(Point localization data)
=== Section Start ===

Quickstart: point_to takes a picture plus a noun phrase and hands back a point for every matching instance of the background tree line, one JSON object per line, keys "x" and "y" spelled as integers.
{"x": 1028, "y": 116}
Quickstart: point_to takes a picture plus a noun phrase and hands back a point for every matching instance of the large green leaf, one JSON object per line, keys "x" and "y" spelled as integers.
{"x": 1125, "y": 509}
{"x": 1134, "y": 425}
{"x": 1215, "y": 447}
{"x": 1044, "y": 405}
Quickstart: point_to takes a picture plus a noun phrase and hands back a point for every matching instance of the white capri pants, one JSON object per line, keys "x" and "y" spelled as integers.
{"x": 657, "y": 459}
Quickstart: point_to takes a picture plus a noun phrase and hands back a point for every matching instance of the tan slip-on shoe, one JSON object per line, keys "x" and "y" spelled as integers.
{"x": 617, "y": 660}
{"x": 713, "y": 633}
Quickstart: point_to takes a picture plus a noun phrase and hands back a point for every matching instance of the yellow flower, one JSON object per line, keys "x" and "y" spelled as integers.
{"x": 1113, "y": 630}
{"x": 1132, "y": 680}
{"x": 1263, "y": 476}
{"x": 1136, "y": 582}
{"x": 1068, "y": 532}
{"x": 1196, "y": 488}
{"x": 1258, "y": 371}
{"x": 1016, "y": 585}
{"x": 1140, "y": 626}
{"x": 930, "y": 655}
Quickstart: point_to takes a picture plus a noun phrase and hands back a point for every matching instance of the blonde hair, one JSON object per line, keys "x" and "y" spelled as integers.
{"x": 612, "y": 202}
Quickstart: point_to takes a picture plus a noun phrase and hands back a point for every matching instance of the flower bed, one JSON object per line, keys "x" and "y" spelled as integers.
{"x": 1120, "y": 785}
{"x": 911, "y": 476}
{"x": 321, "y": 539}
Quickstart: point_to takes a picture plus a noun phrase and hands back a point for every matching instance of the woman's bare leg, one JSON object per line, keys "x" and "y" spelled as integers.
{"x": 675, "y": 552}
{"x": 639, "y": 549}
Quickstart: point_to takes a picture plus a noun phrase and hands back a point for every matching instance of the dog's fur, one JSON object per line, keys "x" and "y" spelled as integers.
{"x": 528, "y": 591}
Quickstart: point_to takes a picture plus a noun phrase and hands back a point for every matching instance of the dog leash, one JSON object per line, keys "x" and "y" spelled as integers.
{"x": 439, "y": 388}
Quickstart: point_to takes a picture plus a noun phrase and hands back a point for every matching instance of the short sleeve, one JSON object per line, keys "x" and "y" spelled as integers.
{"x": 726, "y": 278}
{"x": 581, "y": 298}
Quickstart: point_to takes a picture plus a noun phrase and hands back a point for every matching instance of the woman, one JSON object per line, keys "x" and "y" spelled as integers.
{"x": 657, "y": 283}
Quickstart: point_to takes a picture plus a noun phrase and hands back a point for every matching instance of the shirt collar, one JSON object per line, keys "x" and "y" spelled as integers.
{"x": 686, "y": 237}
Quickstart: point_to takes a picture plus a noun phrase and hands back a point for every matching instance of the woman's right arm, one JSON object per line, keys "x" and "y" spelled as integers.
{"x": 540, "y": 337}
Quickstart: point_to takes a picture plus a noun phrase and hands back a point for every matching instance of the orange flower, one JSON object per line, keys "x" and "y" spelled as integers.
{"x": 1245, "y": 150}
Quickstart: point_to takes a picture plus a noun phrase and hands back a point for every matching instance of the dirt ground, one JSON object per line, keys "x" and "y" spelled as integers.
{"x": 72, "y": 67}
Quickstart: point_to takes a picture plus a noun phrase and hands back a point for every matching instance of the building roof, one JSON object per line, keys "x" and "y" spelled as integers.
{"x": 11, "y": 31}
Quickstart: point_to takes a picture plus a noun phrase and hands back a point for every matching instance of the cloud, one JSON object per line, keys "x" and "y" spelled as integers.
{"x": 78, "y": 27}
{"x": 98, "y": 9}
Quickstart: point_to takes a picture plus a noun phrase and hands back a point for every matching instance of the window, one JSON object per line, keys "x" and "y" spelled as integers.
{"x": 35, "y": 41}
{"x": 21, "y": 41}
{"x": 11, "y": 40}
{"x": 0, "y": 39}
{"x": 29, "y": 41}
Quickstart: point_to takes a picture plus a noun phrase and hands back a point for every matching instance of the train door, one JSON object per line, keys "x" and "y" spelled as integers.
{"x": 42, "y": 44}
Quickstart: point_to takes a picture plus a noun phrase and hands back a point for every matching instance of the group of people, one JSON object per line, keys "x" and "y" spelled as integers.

=== Section End ===

Try it. Nothing in the records should be left out; write all of them out again exactly.

Response below.
Quickstart: point_to takes a picture plus a noun phrase and hands back a point for every matching instance of the background tree line, one JSON object per line, keys "x" and "y" spelled as integers.
{"x": 1028, "y": 116}
Quickstart: point_to takes a picture plus a noun phrase and hands back a point for every matching instance of the large green leaf, one JSON object per line, keys "x" and "y" spelled as integers.
{"x": 1125, "y": 509}
{"x": 1134, "y": 425}
{"x": 1215, "y": 447}
{"x": 1044, "y": 405}
Quickstart: point_to takes a picture plus a noun phrase and hands back a point for every matching instance of the white capri pants, one JSON object per line, keys "x" and "y" spelled as integers.
{"x": 657, "y": 459}
Quickstart: point_to takes a picture plus a noun phrase and hands back a point for every matching instance of the tan slip-on shoe, one JSON object per line, keys "x" and "y" spelled as integers.
{"x": 617, "y": 660}
{"x": 713, "y": 633}
Quickstart: point_to takes a picture plus a noun phrase and hands back a point for every matching instance of the yellow flower, one JSON object per line, keys "x" and "y" spelled as integers.
{"x": 1113, "y": 630}
{"x": 1132, "y": 680}
{"x": 1263, "y": 476}
{"x": 1136, "y": 582}
{"x": 1068, "y": 532}
{"x": 1196, "y": 488}
{"x": 1258, "y": 371}
{"x": 1016, "y": 585}
{"x": 1140, "y": 626}
{"x": 930, "y": 655}
Quickstart: point_to takes a picture plus a noun phrase and hands back a point for every matching instance of the blonde hair, one JSON object per line, keys "x" and "y" spelled as integers.
{"x": 612, "y": 202}
Quickstart: point_to takes a picture plus a noun phrase and hands back a point for every matching instance of the flower bed, one JSON object per line, keys "x" and "y" spelled as integers.
{"x": 1120, "y": 785}
{"x": 911, "y": 476}
{"x": 321, "y": 539}
Quickstart: point_to takes a picture plus a noun phrase and hands back a point for every matching instance of the woman's bare leg, one JSON object per line, keys "x" and "y" spelled as integers.
{"x": 675, "y": 552}
{"x": 639, "y": 549}
Quickstart: point_to takes a picture plus a noun phrase and hands back a point for every matching instance of the dog's fur, one JSON object per line, keys "x" and "y" spelled as integers.
{"x": 528, "y": 591}
Quickstart: point_to takes a picture plus a noun phrase and hands back a point for every matching instance of the dog leash, one JSON object per line, keys "x" and "y" spelled as integers.
{"x": 439, "y": 388}
Quickstart: point_to takes a picture plus a noun phrase and hands back a point for every matching instance of the short sleeve, one JSON object per line, keys "x" and "y" spelled as integers.
{"x": 726, "y": 278}
{"x": 581, "y": 298}
Quickstart: point_to takes a picture plus a noun phrase and hands back a point for every matching instance of the woman, one JSON object per line, keys "x" and "y" spelled as integers.
{"x": 657, "y": 283}
Quickstart: point_to takes a picture plus a noun phrase and hands back a point for every matching instance of the shirt collar, one JSON object per line, keys "x" and "y" spelled as integers.
{"x": 686, "y": 237}
Quickstart: point_to takes a picture plus a noun phrase and hands back a point for every matching instance of the woman's right arm, one JSON object per line, keys "x" and "y" spelled as integers.
{"x": 540, "y": 337}
Quickstart: point_to takes a picture plus a noun phrase and hands back a point for every matching instance of the orange flower, one JSON object per line, keys "x" and "y" spelled as integers.
{"x": 1245, "y": 150}
Quickstart: point_to takes a picture plus a noun phrase and hands back a point for every matching instance of the dirt ground, one JSON object per line, keys "x" and "y" spelled as integers.
{"x": 72, "y": 67}
Quickstart: point_to takes a picture plus a noun phrase and hands back a point for every matching instance of the building roof, one JSON object per line, keys "x" and "y" spelled as integers.
{"x": 11, "y": 31}
Quickstart: point_to takes a picture plus a noun phrase and hands back a point for every matching instance of the cloud, one JSON object per line, keys "x" and "y" spelled as integers.
{"x": 78, "y": 27}
{"x": 98, "y": 9}
Quickstart: point_to takes a picture plus a noun phrase and hands back a point for every matching instance of the window, one JSON object per line, keys "x" and "y" spelled as integers.
{"x": 35, "y": 41}
{"x": 21, "y": 41}
{"x": 11, "y": 40}
{"x": 0, "y": 39}
{"x": 29, "y": 41}
Quickstart: point_to takes a picture plus a noun phrase and hands back a point for every matching instance of the train door, one JSON object per line, keys "x" and "y" spelled as integers.
{"x": 42, "y": 44}
Quickstart: point_to takes a picture plus a noun phrase and hands back a point for every matching instance of the group of people, one JSON object per line, keys "x" and "y" spelled as integers.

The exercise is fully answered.